STATED GOAL: Could you write out the records below exactly as they appear, leaving out any pictures?
........
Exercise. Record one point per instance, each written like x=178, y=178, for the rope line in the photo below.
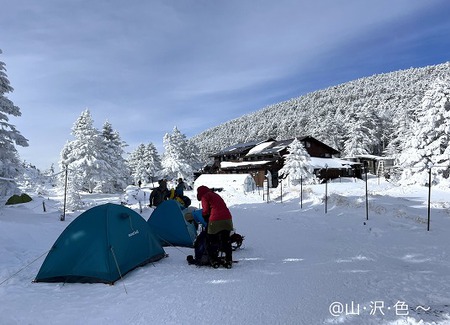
x=14, y=274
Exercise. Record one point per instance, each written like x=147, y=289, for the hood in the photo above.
x=201, y=190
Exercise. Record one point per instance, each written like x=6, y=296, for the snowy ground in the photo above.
x=297, y=265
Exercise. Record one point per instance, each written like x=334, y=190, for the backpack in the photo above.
x=186, y=200
x=201, y=254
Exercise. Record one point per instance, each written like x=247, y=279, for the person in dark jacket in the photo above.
x=159, y=194
x=220, y=224
x=181, y=186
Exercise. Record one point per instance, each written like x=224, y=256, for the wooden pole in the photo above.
x=63, y=217
x=429, y=199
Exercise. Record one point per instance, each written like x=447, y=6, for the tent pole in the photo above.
x=118, y=269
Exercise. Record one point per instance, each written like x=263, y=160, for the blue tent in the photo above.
x=101, y=245
x=168, y=224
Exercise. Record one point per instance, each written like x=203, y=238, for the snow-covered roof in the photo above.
x=230, y=164
x=331, y=163
x=229, y=182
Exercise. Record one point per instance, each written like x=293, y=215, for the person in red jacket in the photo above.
x=220, y=224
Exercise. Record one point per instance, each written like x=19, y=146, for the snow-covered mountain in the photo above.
x=378, y=111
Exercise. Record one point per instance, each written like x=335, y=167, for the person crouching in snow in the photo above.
x=220, y=224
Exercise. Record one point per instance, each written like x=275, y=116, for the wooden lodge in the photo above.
x=264, y=159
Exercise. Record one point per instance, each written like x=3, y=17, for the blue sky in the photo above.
x=147, y=66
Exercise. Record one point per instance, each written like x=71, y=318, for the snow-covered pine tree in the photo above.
x=145, y=164
x=361, y=128
x=152, y=162
x=428, y=147
x=9, y=137
x=297, y=164
x=176, y=159
x=83, y=155
x=115, y=176
x=137, y=165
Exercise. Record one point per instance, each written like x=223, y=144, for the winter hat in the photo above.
x=201, y=190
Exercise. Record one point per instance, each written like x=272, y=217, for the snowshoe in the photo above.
x=190, y=259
........
FINISHED TASK:
Exercise. Record one point per instance, each written like x=178, y=178, for the rope line in the photo below.
x=14, y=274
Exercise. Record one point per instance, each written like x=147, y=289, for the hood in the photo above.
x=201, y=190
Exercise. Record one point per instance, each written like x=6, y=296, for the snowy ground in the photo above.
x=297, y=265
Exercise. Record one point per instance, each written like x=334, y=190, for the backpack in the photo above.
x=186, y=200
x=201, y=254
Exercise. Record one point per instance, each written like x=247, y=279, for the person in dark jacket in the photo above.
x=159, y=194
x=220, y=224
x=181, y=186
Exercise. Record one point per instance, each written like x=224, y=256, for the wooden pole in the photo above.
x=63, y=217
x=429, y=199
Exercise. Record one point per instance, each written like x=447, y=6, for the tent pole in the photo above.
x=118, y=269
Exercise. Record one point per instance, each written like x=263, y=160, for the blue tent in the photo above.
x=101, y=245
x=168, y=224
Exercise. Record one point per instance, each written like x=203, y=238, for the snow-covered roof in the photo above.
x=230, y=164
x=331, y=163
x=229, y=182
Exercise. Record one point per instance, each written like x=293, y=215, for the person in red jacket in the photo above.
x=220, y=224
Exercise. Record one point per instance, each written like x=19, y=146, for the snow-covered mountain in the photo above.
x=378, y=111
Exercise. Record one point per instance, each written like x=335, y=167, for the person crouching in snow in the photo above.
x=220, y=224
Exercise. Record one point per instance, each written like x=275, y=116, for the wooden lodge in the photo above.
x=264, y=159
Exercise. Record one point per instance, each written like x=3, y=17, for the blue sky in the photo above.
x=147, y=66
Exercise. Record one point per instance, each written like x=71, y=318, for the snow-covered pine tree in the photo above.
x=145, y=164
x=361, y=128
x=152, y=162
x=428, y=147
x=9, y=137
x=297, y=164
x=176, y=159
x=83, y=155
x=115, y=176
x=137, y=165
Exercise. Record one point per instance, each written like x=223, y=144, for the winter hat in the photo above.
x=201, y=190
Exercise. Record one point per instance, each written like x=272, y=217, for the snowshoe in the photo above.
x=190, y=259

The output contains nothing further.